Data provided: Begin
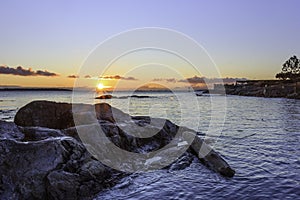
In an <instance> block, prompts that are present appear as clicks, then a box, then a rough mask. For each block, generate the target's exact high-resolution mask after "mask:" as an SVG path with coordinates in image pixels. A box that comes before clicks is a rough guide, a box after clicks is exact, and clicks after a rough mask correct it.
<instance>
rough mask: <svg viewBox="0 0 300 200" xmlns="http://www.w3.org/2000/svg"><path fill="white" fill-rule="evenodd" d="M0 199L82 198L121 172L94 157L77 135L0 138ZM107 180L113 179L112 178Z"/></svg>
mask: <svg viewBox="0 0 300 200" xmlns="http://www.w3.org/2000/svg"><path fill="white" fill-rule="evenodd" d="M0 174H1V179H0V199H82V198H92V197H93V195H95V194H96V193H98V192H99V191H101V190H102V189H103V188H105V187H107V185H108V184H110V185H113V184H114V179H113V177H116V179H115V180H117V176H118V175H119V174H120V173H119V172H117V171H114V170H112V169H109V168H108V167H105V166H104V165H103V164H102V163H100V162H99V161H97V160H95V159H93V158H92V157H91V155H90V154H89V153H88V152H87V151H86V149H85V147H84V146H83V145H82V144H80V143H79V142H77V141H76V140H75V139H72V138H68V137H64V138H56V139H51V140H42V141H37V142H18V141H16V140H11V139H0ZM107 180H110V181H109V182H108V181H107Z"/></svg>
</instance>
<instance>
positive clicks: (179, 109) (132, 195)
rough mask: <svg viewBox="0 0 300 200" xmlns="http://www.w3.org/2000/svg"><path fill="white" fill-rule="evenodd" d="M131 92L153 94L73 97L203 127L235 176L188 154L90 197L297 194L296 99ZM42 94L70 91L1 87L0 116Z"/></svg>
mask: <svg viewBox="0 0 300 200" xmlns="http://www.w3.org/2000/svg"><path fill="white" fill-rule="evenodd" d="M128 95H130V94H128V93H126V92H123V93H122V92H120V93H118V94H116V96H119V97H124V96H128ZM138 95H147V96H151V97H152V98H144V99H140V98H131V99H128V98H120V99H112V100H94V99H93V97H86V95H85V94H84V93H82V94H77V98H76V101H78V102H84V103H90V102H108V103H110V104H112V105H113V106H115V107H117V108H120V109H121V110H123V111H125V112H129V113H130V114H131V115H151V116H153V117H164V118H168V119H170V120H171V121H173V122H175V123H177V124H181V125H185V126H188V127H190V128H193V129H196V130H198V131H201V132H203V133H206V134H208V135H207V136H206V138H205V139H207V142H208V143H209V144H210V145H212V146H213V147H214V149H215V150H216V151H218V152H219V153H221V154H222V155H223V157H224V158H225V160H226V161H227V162H228V163H229V164H230V165H231V167H232V168H234V169H235V170H236V175H235V176H234V177H233V178H224V177H222V176H220V175H218V174H216V173H214V172H213V171H211V170H209V169H207V168H206V167H205V166H203V165H202V164H201V163H199V162H198V160H197V159H195V160H194V161H193V163H192V164H191V165H190V166H189V167H187V168H185V169H183V170H179V171H168V170H157V171H155V172H149V173H136V174H132V175H130V176H128V177H125V178H124V179H122V180H121V181H120V182H119V183H118V184H117V185H115V186H114V187H112V188H110V189H108V190H105V191H103V192H101V193H99V194H98V195H97V197H96V198H95V199H148V198H151V199H300V101H299V100H292V99H281V98H277V99H270V98H256V97H240V96H227V97H224V96H218V95H216V96H200V97H195V98H196V102H195V101H194V99H195V98H193V99H191V97H190V94H187V93H178V94H176V95H175V94H173V93H139V94H138ZM45 99H47V100H53V101H59V102H72V92H57V91H55V92H50V91H47V92H41V91H36V92H29V91H27V92H25V91H18V92H3V91H2V92H0V119H2V120H7V121H12V120H13V116H14V115H15V113H16V111H17V109H18V108H20V107H21V106H23V105H25V104H26V103H28V102H30V101H32V100H45ZM178 99H180V101H178ZM224 99H225V101H226V104H224ZM213 101H214V102H217V105H213V103H212V102H213ZM186 105H187V106H186ZM218 105H219V106H218ZM220 105H221V106H220ZM224 105H226V107H225V111H224ZM213 113H219V114H217V115H214V114H213ZM212 118H218V119H216V120H214V119H212ZM198 122H199V123H198ZM209 131H211V132H209ZM214 131H216V134H213V133H214Z"/></svg>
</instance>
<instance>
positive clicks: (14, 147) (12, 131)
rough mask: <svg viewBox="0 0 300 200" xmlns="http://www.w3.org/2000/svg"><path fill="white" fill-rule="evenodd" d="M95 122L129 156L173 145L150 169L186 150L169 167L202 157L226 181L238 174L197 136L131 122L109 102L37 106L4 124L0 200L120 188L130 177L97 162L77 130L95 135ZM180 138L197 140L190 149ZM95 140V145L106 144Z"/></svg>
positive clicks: (110, 138)
mask: <svg viewBox="0 0 300 200" xmlns="http://www.w3.org/2000/svg"><path fill="white" fill-rule="evenodd" d="M73 114H74V115H75V116H76V118H77V119H76V120H75V121H76V125H77V127H74V126H75V123H74V119H73ZM95 120H96V123H97V124H99V125H100V127H101V130H102V131H103V132H104V133H105V135H106V137H107V138H108V139H109V140H110V141H111V142H113V143H114V145H115V146H117V147H119V148H121V149H123V150H126V151H128V152H135V153H138V154H147V153H149V152H151V153H152V152H154V151H156V150H159V149H161V148H163V147H166V146H167V145H169V148H166V149H165V150H164V151H161V152H158V153H156V154H155V155H154V156H153V157H152V158H149V159H147V160H146V162H145V165H148V164H149V165H151V164H156V163H157V164H158V165H160V164H162V163H164V160H163V159H162V158H163V157H164V156H167V157H172V156H174V154H176V151H179V150H181V151H183V152H182V153H183V155H181V156H180V157H179V158H178V159H177V160H175V161H174V162H173V163H170V164H169V165H168V166H167V167H165V168H169V169H171V170H181V169H184V168H186V167H188V166H189V165H190V163H191V162H192V160H193V159H195V158H196V156H197V157H198V158H200V160H201V161H202V162H203V163H204V164H205V165H207V166H208V167H209V168H211V169H213V170H215V171H217V172H219V173H220V174H222V175H223V176H227V177H232V176H233V175H234V170H233V169H231V168H230V166H229V165H228V164H227V163H226V161H225V160H224V159H222V158H221V156H219V154H218V153H216V152H215V151H214V150H213V149H211V148H210V147H209V146H208V145H207V144H205V143H204V142H203V140H202V139H200V138H199V137H198V136H196V137H195V135H196V132H195V131H193V130H190V129H188V128H185V127H179V126H177V125H175V124H174V123H172V122H170V121H169V120H165V119H158V118H150V117H146V116H138V117H131V116H130V115H128V114H126V113H123V112H122V111H120V110H118V109H116V108H113V107H111V106H110V105H109V104H106V103H101V104H96V105H86V104H77V105H73V110H72V105H71V104H66V103H55V102H49V101H34V102H31V103H29V104H27V105H26V106H24V107H23V108H21V109H20V110H19V111H18V112H17V114H16V116H15V124H16V125H18V127H17V126H16V125H15V124H14V123H8V122H1V121H0V125H1V126H0V158H1V159H0V174H1V177H0V199H7V198H13V199H45V198H46V199H90V198H92V197H93V195H94V194H96V193H99V192H100V191H101V190H103V189H104V188H107V187H109V186H112V185H114V184H115V183H116V182H117V181H118V180H119V178H120V177H123V176H124V175H126V174H127V173H124V172H120V171H117V170H114V169H111V168H109V167H107V166H105V165H103V164H102V163H101V162H100V161H98V160H96V159H95V157H96V156H97V155H94V154H93V155H91V154H90V153H89V152H88V151H87V149H86V146H84V145H83V144H82V142H81V139H80V137H79V135H78V133H77V129H81V128H88V129H87V130H89V131H87V134H89V135H91V136H93V135H92V134H93V132H95V131H93V130H95V129H93V126H95V124H93V123H92V122H95ZM1 123H2V124H1ZM90 130H91V131H90ZM178 132H179V137H178ZM153 133H155V134H153ZM180 134H186V135H187V136H188V138H192V139H193V138H194V137H195V139H194V140H192V141H193V142H192V143H191V146H190V148H188V146H187V145H188V143H187V141H185V140H183V138H182V137H181V135H180ZM92 139H93V140H94V141H93V142H95V143H97V142H99V139H100V140H101V138H99V137H98V140H97V138H95V139H94V138H92ZM187 148H188V149H187ZM186 149H187V150H186ZM100 153H102V154H104V155H105V154H109V153H110V152H100ZM134 159H135V158H132V160H130V159H129V162H128V163H122V162H120V163H117V164H118V165H120V166H121V167H123V168H128V169H129V171H130V168H132V167H133V168H134V167H136V166H134V165H133V163H134V161H135V160H134ZM116 160H117V161H118V159H117V158H116ZM145 165H141V166H145ZM137 166H139V165H137Z"/></svg>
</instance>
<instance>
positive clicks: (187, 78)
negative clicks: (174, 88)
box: [178, 76, 205, 85]
mask: <svg viewBox="0 0 300 200" xmlns="http://www.w3.org/2000/svg"><path fill="white" fill-rule="evenodd" d="M178 82H183V83H190V84H192V85H194V84H203V83H205V77H199V76H194V77H190V78H187V79H182V80H179V81H178Z"/></svg>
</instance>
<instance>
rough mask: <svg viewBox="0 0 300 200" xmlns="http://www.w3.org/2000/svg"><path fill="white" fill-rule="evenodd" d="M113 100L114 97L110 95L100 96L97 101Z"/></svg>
mask: <svg viewBox="0 0 300 200" xmlns="http://www.w3.org/2000/svg"><path fill="white" fill-rule="evenodd" d="M111 98H113V96H112V95H110V94H105V95H101V96H98V97H96V98H95V99H111Z"/></svg>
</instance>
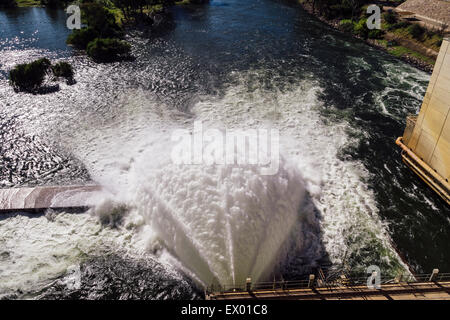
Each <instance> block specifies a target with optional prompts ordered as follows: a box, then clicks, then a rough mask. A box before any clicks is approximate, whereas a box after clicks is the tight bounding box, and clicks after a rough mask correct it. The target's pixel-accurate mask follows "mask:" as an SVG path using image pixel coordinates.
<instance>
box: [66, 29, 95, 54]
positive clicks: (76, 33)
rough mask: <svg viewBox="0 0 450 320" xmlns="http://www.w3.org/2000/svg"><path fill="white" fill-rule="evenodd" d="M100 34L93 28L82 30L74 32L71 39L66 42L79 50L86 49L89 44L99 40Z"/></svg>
mask: <svg viewBox="0 0 450 320" xmlns="http://www.w3.org/2000/svg"><path fill="white" fill-rule="evenodd" d="M98 37H99V34H98V32H97V31H95V30H94V29H93V28H90V27H89V28H82V29H80V30H76V29H75V30H74V31H73V32H72V33H71V34H70V35H69V37H68V38H67V40H66V42H67V43H68V44H71V45H73V46H75V47H77V48H79V49H86V47H87V45H88V44H89V42H91V41H92V40H94V39H95V38H98Z"/></svg>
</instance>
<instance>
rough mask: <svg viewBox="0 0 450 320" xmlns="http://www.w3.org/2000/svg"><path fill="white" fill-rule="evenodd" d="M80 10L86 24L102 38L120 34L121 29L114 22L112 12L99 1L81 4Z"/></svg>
mask: <svg viewBox="0 0 450 320" xmlns="http://www.w3.org/2000/svg"><path fill="white" fill-rule="evenodd" d="M81 12H82V16H83V18H84V20H85V21H86V23H87V25H88V26H89V27H90V28H92V29H94V30H95V31H96V32H98V33H99V35H100V37H103V38H108V37H110V38H115V37H120V36H121V29H120V27H119V26H118V25H117V24H116V20H115V17H114V14H113V13H111V12H110V11H109V10H108V9H107V8H105V7H103V6H102V5H101V4H100V3H96V2H87V3H83V4H82V5H81Z"/></svg>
Data provided: End
--- Description of the task ---
All lines of the records above that contain the word "then" are to be copied out.

--- Task result ---
In an <instance> block, prompts that are present appear as clicks, then a box, then a rough mask. For each block, generate the target's exact high-resolution mask after "mask:" as an SVG path with coordinates in image pixels. A box that comes before clicks is a rough guide, a box after clicks is exact, and clicks after a rough mask correct it.
Each <instance> block specifies a target with optional prompts ordered as follows: a box, then clicks, then a rough mask. A box before any clicks is approximate, whereas a box after clicks is the tight bounding box, and clicks after a rough mask correct it. The target's pixel-accurate mask follows "mask:" as an SVG path using image pixel coordinates.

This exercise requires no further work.